## Short task
Count the lines in the items below that contain the string "background", treating uppercase and lowercase as different, and reply with only that number.

Excerpts of location labeling data:
____
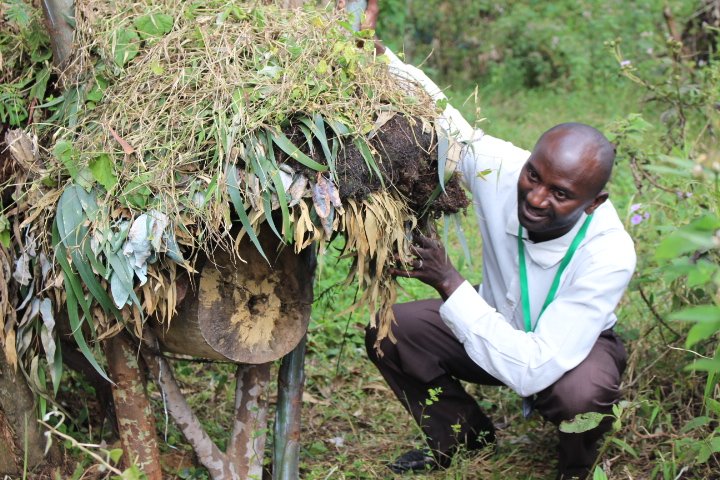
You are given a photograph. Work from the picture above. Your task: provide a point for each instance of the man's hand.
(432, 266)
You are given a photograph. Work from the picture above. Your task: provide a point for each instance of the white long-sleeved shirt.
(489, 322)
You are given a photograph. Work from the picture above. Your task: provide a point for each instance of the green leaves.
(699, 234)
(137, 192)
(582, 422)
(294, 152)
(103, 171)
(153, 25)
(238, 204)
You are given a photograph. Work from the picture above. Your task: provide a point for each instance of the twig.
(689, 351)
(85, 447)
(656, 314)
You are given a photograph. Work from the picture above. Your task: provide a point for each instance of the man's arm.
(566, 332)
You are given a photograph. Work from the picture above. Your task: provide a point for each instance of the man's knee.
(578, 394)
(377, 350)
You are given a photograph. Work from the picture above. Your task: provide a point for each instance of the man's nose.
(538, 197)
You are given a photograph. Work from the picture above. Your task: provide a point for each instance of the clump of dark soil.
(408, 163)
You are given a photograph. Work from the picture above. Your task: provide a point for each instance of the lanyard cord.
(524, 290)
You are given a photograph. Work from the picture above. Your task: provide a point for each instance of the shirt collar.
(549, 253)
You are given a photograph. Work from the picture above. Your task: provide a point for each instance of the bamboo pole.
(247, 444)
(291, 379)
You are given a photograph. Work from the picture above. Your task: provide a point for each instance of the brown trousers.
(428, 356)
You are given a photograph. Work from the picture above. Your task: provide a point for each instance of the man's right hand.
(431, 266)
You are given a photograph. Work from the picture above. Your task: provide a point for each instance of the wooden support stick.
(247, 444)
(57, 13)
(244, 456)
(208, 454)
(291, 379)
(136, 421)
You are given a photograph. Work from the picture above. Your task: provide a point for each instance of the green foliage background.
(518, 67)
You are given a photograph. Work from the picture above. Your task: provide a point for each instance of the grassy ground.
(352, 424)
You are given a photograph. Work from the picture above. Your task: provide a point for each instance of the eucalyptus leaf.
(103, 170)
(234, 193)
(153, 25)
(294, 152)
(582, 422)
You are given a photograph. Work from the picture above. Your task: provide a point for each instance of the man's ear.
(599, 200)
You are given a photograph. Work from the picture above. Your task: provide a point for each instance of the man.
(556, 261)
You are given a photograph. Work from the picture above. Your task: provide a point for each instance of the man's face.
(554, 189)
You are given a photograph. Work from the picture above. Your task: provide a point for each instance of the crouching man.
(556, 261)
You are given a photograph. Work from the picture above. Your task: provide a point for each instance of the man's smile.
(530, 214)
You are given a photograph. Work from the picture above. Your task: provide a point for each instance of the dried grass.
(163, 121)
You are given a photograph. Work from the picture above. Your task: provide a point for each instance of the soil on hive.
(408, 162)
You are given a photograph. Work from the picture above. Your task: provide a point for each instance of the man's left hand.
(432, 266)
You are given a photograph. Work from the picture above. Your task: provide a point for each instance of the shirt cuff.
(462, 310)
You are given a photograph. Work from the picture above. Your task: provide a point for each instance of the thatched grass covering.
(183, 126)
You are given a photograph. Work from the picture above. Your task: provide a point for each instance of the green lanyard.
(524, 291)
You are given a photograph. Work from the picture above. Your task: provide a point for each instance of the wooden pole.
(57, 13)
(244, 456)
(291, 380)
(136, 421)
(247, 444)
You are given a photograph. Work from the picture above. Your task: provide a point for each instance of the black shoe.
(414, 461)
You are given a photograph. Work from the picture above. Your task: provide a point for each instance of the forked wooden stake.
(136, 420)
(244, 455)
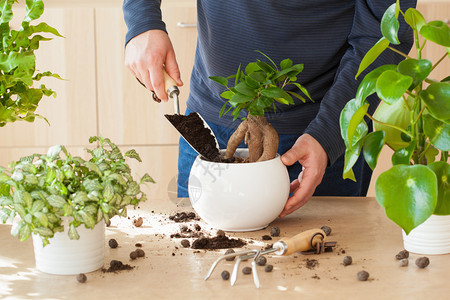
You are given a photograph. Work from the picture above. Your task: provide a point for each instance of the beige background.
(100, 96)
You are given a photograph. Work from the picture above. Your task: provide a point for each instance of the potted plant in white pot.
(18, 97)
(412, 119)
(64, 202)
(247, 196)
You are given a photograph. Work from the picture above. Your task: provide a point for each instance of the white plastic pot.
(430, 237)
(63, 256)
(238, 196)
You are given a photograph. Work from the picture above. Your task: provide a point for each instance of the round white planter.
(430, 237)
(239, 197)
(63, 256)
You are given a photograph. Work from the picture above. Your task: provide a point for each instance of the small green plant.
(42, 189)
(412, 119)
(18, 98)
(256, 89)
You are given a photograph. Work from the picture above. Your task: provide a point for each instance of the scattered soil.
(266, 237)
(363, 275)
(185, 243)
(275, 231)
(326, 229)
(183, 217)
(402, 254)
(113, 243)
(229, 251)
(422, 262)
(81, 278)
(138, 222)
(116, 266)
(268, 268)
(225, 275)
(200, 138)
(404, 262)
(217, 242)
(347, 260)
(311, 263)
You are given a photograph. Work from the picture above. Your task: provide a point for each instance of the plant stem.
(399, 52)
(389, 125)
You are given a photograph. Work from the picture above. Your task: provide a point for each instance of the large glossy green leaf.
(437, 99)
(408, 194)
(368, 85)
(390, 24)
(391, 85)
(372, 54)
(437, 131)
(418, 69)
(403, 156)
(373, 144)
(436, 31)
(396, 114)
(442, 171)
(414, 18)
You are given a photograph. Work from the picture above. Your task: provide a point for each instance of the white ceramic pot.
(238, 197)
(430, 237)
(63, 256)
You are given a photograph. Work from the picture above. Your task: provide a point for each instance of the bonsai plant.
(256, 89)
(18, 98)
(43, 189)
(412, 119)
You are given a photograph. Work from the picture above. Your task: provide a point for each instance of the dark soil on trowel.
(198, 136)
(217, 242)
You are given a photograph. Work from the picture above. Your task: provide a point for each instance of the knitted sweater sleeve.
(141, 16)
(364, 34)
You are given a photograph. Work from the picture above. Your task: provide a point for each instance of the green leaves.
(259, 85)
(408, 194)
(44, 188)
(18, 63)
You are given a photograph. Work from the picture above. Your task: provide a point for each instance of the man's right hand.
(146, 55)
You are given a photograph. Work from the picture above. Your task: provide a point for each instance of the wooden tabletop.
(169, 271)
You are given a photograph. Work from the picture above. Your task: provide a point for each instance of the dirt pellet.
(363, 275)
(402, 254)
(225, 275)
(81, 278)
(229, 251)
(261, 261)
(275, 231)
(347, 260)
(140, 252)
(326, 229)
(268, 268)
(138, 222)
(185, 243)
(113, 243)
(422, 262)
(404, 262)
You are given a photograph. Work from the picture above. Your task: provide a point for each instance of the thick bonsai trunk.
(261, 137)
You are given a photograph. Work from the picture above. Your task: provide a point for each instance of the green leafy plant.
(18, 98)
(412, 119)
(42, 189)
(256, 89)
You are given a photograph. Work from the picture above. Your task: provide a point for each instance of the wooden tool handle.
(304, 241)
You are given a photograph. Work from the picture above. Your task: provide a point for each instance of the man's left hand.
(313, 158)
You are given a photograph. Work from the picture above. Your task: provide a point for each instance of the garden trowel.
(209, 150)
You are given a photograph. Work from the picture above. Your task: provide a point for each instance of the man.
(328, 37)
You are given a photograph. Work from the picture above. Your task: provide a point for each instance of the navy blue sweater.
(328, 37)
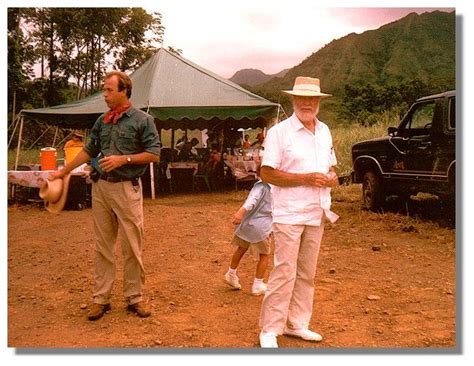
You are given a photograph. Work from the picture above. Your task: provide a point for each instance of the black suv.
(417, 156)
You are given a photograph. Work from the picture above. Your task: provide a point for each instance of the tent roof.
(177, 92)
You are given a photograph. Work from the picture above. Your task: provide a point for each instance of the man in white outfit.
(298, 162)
____
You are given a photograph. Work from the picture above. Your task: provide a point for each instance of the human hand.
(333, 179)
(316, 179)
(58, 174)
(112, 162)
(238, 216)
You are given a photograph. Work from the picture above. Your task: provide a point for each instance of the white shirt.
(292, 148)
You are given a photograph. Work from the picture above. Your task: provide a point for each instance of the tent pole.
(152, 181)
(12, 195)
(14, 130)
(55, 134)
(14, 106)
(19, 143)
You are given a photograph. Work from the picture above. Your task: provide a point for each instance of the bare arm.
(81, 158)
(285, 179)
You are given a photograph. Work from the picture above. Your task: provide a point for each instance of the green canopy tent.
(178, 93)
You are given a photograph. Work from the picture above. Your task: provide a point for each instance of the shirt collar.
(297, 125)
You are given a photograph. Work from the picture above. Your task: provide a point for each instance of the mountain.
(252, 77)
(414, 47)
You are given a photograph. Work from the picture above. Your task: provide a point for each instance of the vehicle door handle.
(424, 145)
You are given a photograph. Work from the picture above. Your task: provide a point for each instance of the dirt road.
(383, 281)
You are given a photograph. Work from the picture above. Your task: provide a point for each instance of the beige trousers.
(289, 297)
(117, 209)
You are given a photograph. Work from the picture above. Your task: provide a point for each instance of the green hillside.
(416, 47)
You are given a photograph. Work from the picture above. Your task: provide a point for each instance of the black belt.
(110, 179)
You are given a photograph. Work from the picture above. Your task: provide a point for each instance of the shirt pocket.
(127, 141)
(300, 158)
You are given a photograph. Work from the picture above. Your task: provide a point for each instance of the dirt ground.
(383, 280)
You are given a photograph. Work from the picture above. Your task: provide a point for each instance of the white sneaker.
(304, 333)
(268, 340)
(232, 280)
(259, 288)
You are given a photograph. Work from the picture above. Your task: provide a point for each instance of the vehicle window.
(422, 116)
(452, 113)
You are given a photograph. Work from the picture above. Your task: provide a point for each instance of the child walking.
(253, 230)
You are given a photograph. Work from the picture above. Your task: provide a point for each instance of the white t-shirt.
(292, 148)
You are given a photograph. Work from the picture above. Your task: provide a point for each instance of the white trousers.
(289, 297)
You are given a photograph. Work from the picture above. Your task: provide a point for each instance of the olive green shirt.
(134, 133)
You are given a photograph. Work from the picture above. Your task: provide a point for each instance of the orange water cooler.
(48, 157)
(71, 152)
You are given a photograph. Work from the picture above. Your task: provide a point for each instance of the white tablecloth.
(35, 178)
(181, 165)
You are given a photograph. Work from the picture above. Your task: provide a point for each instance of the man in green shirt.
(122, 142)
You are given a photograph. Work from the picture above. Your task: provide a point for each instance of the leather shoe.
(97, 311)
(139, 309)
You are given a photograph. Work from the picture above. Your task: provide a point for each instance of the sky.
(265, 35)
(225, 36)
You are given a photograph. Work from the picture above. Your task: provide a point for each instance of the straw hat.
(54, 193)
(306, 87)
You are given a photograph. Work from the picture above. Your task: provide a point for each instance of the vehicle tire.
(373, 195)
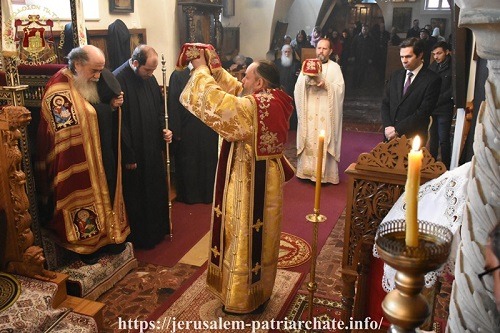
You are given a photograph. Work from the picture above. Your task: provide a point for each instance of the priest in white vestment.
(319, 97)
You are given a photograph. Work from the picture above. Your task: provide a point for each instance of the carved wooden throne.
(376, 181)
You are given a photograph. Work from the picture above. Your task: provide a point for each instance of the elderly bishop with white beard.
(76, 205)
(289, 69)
____
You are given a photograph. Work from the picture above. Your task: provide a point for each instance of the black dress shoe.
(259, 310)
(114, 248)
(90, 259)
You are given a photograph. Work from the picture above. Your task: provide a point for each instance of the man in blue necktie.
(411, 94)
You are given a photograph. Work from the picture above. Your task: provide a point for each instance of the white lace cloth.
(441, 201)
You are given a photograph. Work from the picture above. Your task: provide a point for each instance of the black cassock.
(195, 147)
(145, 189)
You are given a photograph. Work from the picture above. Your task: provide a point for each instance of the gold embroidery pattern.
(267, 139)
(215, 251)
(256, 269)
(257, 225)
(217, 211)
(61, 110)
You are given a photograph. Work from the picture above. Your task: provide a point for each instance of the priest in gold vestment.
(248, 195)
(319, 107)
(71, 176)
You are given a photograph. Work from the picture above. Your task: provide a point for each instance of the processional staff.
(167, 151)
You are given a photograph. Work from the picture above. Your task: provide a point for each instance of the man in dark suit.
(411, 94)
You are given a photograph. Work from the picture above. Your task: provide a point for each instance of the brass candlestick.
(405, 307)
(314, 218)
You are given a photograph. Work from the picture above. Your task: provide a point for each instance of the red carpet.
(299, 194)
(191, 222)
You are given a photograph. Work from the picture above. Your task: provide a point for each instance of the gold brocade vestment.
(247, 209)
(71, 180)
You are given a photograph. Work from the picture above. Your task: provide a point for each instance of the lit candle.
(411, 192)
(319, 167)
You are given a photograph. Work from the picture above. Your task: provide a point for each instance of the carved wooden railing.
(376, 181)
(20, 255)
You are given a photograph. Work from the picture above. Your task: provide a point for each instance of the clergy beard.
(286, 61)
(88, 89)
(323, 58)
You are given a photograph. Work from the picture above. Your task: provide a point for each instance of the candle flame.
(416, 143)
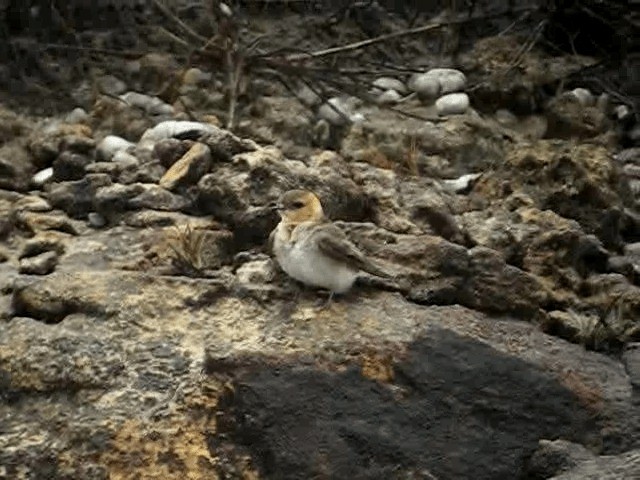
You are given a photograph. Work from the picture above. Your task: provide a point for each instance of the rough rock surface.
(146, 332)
____
## Output of the task
2